Collected data:

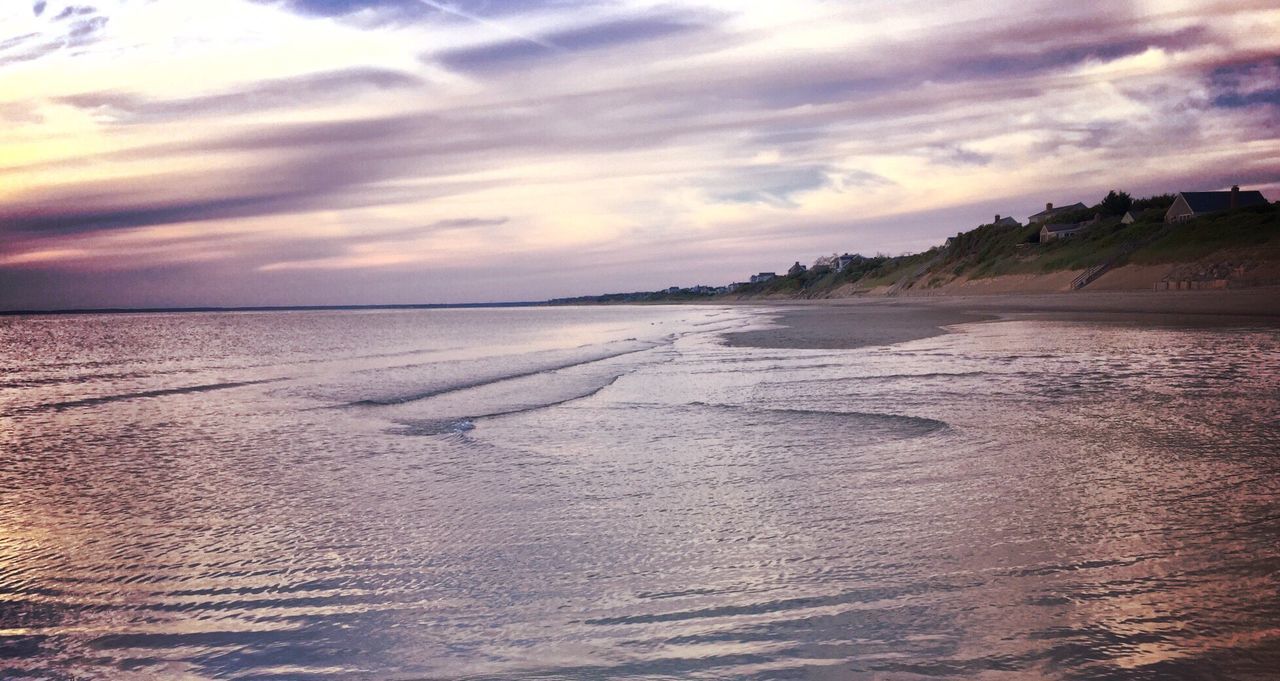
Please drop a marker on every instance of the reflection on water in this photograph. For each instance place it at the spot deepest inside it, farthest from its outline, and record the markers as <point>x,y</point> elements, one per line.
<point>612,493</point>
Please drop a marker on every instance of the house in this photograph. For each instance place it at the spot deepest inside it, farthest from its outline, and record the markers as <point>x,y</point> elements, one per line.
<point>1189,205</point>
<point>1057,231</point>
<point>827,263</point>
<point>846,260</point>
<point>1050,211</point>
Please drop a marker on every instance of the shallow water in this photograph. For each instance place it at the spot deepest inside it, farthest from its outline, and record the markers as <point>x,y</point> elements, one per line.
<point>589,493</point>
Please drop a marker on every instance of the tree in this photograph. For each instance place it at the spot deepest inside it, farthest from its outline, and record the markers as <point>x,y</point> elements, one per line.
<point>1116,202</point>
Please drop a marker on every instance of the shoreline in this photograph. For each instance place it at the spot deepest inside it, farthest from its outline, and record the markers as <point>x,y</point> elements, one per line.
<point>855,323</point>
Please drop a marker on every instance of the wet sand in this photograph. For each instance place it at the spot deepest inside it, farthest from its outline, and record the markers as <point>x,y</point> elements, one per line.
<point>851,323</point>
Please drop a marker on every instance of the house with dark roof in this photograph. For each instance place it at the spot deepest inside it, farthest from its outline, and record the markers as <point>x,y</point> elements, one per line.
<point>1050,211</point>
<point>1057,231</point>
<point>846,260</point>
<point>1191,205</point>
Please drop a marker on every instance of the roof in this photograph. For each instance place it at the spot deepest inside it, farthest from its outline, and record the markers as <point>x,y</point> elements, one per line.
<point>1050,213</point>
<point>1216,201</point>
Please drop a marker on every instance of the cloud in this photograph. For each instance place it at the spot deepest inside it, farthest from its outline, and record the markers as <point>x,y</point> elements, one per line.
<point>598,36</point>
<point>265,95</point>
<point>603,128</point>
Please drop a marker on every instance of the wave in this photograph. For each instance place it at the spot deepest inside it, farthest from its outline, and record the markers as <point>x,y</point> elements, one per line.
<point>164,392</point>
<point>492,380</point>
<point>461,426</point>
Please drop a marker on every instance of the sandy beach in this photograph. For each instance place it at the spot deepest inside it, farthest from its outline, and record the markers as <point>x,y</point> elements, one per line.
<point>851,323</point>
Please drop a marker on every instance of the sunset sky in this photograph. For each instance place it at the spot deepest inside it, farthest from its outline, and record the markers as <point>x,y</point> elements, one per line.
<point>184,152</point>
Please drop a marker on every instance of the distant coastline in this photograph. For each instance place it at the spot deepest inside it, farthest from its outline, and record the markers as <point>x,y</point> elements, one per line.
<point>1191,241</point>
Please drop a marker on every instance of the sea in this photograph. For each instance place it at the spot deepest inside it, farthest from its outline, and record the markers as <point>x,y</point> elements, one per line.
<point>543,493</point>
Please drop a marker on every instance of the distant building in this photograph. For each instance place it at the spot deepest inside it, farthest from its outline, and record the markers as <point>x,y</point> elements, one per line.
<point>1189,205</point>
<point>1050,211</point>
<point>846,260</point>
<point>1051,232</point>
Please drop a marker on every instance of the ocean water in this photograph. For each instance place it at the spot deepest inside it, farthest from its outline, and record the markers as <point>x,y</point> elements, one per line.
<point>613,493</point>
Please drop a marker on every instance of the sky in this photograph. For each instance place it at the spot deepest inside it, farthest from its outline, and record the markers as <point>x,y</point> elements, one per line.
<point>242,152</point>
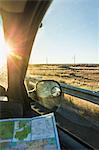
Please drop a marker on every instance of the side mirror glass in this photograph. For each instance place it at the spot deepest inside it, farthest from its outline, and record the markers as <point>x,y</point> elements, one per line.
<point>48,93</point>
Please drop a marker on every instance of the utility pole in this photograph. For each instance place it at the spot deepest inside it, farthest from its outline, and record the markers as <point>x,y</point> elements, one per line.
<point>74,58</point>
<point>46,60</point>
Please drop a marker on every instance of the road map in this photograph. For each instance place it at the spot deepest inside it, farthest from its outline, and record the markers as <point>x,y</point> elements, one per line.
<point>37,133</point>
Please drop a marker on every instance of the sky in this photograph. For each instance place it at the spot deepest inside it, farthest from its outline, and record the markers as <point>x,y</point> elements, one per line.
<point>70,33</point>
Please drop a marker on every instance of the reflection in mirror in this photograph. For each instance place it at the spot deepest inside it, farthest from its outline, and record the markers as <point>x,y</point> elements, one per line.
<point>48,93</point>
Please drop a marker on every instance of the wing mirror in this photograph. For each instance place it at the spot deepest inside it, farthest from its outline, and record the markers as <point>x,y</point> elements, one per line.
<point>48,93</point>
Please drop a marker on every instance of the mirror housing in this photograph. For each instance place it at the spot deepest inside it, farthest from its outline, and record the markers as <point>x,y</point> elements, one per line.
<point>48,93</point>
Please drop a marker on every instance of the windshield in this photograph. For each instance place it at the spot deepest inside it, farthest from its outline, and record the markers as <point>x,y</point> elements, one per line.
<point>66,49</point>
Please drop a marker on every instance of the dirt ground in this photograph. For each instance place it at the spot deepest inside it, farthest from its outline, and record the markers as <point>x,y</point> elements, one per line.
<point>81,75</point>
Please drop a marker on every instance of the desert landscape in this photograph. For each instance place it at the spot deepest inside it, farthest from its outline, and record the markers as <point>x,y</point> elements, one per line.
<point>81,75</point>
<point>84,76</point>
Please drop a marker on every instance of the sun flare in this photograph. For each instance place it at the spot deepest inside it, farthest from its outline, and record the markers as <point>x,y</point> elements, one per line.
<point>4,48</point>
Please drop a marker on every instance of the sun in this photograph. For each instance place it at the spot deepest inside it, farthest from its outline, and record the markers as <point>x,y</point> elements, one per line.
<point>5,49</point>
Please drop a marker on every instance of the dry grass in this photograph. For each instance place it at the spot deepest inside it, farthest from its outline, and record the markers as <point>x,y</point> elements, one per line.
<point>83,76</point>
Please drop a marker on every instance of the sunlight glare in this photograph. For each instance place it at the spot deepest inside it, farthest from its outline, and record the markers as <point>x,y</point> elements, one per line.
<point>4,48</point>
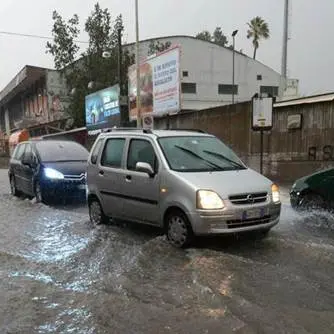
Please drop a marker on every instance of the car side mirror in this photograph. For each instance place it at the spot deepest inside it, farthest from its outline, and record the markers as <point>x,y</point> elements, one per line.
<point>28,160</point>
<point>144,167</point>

* * *

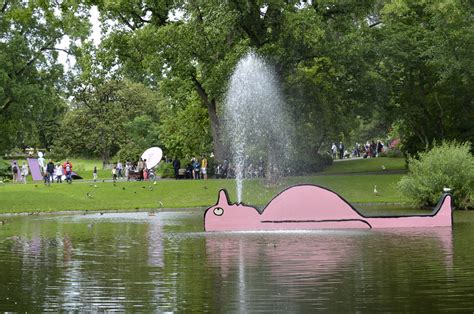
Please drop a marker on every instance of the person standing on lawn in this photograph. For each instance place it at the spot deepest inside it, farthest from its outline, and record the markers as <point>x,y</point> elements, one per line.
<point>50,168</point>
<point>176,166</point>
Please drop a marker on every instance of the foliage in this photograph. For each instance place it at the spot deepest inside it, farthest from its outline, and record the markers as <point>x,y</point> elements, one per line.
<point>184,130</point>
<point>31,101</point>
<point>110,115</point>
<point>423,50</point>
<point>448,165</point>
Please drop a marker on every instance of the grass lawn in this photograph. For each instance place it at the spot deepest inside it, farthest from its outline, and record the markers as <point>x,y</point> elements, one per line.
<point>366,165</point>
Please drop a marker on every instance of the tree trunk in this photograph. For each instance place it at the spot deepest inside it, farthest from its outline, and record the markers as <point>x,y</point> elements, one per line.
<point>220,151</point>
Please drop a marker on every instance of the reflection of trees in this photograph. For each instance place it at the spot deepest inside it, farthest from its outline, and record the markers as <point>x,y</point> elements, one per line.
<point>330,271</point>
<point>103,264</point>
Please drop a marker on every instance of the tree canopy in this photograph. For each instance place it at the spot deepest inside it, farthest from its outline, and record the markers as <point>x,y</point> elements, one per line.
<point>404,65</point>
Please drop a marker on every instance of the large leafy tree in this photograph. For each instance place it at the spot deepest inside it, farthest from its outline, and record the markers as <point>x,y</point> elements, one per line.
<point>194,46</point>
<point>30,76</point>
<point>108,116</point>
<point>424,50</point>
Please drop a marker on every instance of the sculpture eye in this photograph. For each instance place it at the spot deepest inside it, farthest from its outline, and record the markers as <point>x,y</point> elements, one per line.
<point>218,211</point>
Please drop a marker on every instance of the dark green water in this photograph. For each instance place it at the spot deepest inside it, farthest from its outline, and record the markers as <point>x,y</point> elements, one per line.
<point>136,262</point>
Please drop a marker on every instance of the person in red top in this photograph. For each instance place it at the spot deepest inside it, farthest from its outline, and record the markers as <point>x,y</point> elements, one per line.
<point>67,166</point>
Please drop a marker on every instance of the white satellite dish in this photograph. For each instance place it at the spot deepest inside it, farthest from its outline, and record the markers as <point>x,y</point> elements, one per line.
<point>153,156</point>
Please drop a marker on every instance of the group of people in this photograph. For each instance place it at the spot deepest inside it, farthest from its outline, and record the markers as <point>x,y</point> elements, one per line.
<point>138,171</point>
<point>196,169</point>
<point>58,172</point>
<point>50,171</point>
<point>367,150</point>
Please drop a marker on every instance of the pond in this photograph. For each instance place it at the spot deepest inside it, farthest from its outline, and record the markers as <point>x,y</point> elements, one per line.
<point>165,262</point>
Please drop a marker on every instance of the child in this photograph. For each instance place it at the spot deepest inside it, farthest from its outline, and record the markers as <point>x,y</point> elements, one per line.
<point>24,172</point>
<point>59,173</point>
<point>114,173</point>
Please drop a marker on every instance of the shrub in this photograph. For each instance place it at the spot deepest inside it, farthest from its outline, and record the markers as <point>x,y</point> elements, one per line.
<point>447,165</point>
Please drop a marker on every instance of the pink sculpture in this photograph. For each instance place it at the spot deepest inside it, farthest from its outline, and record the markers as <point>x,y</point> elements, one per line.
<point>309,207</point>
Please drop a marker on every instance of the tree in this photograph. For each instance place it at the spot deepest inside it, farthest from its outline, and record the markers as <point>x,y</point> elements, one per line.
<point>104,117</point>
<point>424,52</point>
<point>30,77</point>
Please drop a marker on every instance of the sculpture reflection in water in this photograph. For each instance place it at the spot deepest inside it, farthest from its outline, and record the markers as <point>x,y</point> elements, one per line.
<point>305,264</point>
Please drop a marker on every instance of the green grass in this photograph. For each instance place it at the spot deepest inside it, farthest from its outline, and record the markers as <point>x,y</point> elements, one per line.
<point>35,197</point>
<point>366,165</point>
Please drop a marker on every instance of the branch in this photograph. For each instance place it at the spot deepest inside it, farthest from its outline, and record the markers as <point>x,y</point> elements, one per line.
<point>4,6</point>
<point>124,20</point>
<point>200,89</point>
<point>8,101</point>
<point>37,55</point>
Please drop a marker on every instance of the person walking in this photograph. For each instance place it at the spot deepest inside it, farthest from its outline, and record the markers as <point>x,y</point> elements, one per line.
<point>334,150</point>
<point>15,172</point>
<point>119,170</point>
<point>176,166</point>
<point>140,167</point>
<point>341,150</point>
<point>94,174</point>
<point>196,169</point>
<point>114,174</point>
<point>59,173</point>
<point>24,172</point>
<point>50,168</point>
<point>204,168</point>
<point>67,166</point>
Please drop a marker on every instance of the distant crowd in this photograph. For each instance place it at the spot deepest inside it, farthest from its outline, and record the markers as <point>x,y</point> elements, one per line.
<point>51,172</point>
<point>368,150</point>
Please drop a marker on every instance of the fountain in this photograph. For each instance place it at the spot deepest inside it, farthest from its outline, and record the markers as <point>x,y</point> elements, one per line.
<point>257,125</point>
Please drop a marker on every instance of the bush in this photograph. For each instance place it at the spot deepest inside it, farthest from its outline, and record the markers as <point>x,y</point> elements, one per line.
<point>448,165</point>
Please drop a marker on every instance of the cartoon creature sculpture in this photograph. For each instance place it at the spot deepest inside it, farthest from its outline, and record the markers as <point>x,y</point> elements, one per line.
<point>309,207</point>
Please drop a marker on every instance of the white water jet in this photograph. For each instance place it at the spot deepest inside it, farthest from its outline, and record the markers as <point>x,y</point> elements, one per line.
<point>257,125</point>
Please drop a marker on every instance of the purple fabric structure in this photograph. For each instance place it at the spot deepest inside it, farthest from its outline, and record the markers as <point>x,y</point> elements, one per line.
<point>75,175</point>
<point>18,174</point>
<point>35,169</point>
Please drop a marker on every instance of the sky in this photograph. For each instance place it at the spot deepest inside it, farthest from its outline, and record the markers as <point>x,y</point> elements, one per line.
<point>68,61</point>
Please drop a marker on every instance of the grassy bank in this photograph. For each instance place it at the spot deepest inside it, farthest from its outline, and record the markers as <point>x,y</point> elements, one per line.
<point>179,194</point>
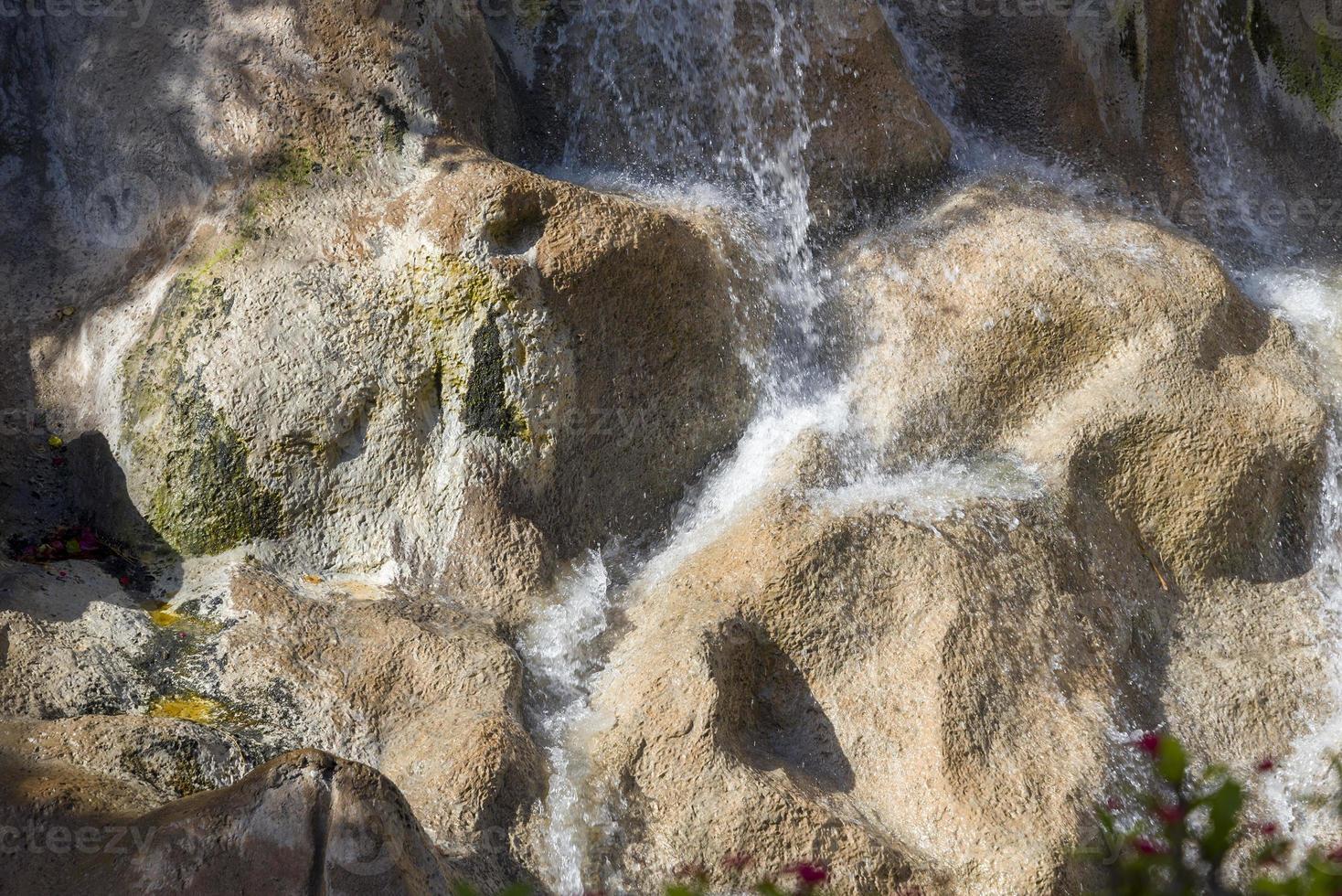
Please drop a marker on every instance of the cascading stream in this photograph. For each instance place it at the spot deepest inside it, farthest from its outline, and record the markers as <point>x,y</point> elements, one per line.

==

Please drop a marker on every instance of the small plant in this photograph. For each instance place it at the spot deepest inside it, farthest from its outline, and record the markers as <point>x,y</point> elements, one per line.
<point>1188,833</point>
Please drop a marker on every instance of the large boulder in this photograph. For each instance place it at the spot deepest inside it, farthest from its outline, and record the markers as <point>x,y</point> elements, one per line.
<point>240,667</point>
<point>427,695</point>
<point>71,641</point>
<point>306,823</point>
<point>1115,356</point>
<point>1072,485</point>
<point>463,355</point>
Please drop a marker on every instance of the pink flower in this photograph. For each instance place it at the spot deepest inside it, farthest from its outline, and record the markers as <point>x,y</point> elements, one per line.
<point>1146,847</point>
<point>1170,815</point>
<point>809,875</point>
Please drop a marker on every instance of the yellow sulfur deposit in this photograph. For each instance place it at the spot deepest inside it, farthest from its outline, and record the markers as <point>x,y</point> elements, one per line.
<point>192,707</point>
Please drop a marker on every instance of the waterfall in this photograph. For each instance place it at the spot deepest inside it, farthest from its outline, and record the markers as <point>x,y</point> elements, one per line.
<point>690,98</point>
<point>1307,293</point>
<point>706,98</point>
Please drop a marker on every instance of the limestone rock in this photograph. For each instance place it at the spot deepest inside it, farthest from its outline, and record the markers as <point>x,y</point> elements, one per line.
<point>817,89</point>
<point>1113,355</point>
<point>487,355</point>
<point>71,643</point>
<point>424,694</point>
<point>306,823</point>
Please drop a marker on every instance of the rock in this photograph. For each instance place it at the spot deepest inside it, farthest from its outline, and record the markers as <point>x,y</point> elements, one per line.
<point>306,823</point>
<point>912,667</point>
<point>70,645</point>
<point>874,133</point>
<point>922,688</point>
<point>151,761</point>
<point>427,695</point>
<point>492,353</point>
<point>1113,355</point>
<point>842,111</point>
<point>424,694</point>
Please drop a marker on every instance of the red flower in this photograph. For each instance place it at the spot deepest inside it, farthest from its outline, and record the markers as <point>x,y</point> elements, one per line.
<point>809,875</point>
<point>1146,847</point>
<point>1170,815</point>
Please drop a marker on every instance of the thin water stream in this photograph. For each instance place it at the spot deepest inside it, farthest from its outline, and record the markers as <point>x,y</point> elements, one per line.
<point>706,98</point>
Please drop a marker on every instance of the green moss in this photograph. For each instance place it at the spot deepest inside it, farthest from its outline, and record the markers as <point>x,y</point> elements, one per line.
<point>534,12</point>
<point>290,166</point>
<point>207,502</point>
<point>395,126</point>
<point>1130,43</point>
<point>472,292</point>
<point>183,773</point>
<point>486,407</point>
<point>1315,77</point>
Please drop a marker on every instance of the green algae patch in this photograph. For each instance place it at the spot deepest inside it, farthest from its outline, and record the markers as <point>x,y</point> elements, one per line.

- Exercise requirements
Above are the records; print exactly the lines from the line with "Please drop a marker on every instance of the red" to the line with "Please drop a marker on every instance of the green algae", including both, and nothing else.

- Response
Please drop a marker on every instance of the red flower in this photograph. For each instance place it at the spot deepest inside it, farthest from its outline, and record the markers as <point>x,y</point> elements, one per line.
<point>809,875</point>
<point>1146,847</point>
<point>1170,815</point>
Please drop a marker on every instance of the thin water stream in this photograph. For each instance place it at the spot deepest inside it, farthest from its outline, and record the markers as <point>x,y</point> elements, one per line.
<point>706,98</point>
Please drop a marker on every instance of the green moss in this photograph. For each instance place it at the spot deepest inside it, farthest from its outline, and record the markers as <point>x,y</point> elements, one per line.
<point>534,12</point>
<point>290,166</point>
<point>207,502</point>
<point>395,126</point>
<point>1130,43</point>
<point>472,292</point>
<point>183,773</point>
<point>486,407</point>
<point>1315,77</point>
Please drop a marker on every instance of the green algae patch in this photograph. For each instance place it at the spot deepest inside it, farthest from its outline, and record the markers as <point>x,y</point> elements, one per line.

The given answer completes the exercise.